Records contained in a dataset
************
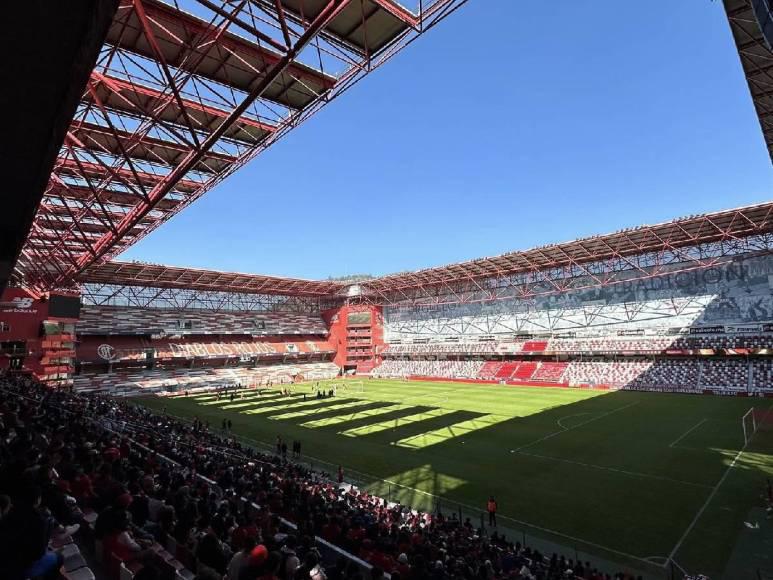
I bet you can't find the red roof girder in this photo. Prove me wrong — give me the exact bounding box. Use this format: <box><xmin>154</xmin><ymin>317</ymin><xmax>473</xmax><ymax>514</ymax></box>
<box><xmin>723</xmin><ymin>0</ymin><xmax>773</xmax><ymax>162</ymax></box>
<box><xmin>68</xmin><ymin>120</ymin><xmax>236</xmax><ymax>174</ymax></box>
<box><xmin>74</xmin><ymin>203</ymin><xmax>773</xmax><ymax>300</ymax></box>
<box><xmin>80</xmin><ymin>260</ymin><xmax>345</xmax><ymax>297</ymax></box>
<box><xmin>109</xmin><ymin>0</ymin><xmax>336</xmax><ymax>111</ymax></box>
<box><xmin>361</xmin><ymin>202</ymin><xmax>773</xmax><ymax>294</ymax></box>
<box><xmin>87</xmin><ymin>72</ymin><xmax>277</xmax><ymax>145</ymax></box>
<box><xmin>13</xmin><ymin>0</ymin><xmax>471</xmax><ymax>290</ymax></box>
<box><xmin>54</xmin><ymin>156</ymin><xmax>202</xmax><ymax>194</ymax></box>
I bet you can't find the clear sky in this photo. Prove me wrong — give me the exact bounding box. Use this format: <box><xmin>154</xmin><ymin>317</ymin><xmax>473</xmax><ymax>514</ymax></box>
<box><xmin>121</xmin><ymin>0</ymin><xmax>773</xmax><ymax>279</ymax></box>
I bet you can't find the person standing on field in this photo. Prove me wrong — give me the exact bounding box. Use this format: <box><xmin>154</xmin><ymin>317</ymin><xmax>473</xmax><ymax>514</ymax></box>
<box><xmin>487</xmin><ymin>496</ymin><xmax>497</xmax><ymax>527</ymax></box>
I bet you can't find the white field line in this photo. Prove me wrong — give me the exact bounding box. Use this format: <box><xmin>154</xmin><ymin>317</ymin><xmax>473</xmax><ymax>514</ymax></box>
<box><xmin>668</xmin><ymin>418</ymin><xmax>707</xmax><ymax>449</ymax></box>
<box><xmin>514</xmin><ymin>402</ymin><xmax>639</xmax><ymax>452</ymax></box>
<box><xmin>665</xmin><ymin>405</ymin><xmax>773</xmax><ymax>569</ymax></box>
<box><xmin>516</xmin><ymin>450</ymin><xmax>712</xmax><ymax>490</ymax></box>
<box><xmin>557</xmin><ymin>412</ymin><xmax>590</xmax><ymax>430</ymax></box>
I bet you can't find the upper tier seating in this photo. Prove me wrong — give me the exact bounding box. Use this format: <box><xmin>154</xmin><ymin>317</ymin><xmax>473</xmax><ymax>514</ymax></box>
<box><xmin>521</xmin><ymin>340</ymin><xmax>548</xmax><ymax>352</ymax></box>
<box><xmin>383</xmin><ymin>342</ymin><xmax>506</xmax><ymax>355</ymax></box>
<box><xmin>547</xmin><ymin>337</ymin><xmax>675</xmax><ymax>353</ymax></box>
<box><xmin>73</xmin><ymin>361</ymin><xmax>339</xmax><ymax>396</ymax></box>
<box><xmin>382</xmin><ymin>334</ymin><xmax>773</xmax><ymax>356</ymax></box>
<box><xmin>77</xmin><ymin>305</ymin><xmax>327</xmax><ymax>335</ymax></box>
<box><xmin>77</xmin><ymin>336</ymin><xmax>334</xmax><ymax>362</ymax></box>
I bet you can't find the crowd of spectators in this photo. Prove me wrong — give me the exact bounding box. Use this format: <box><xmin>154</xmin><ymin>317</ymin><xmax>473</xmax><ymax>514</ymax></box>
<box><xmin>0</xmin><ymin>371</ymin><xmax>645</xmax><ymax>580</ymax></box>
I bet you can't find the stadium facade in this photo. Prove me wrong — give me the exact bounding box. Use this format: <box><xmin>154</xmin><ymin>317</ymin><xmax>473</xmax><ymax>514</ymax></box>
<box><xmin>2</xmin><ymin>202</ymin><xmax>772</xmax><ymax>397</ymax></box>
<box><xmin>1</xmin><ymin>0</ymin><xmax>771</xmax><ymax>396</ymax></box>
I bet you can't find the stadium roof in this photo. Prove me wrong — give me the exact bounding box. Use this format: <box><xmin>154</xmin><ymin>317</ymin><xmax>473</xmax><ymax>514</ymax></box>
************
TASK TO COMPLETE - Repeat only the stretch of lines that opens with the line containing "I bet you can't find the stadium facade" and closes with the final line of the entries, both included, exactly as written.

RESULT FOR THIS TASK -
I bet you can't find the stadium facade in this photo. Prove me wrong — give me the exact bounding box. Use this format: <box><xmin>154</xmin><ymin>317</ymin><xmax>473</xmax><ymax>514</ymax></box>
<box><xmin>2</xmin><ymin>202</ymin><xmax>772</xmax><ymax>397</ymax></box>
<box><xmin>1</xmin><ymin>0</ymin><xmax>771</xmax><ymax>396</ymax></box>
I bet you can't find the stadium roof in this photo. Prove me wrong — give me the exact bounding box. Use this format: <box><xmin>154</xmin><ymin>317</ymin><xmax>473</xmax><ymax>514</ymax></box>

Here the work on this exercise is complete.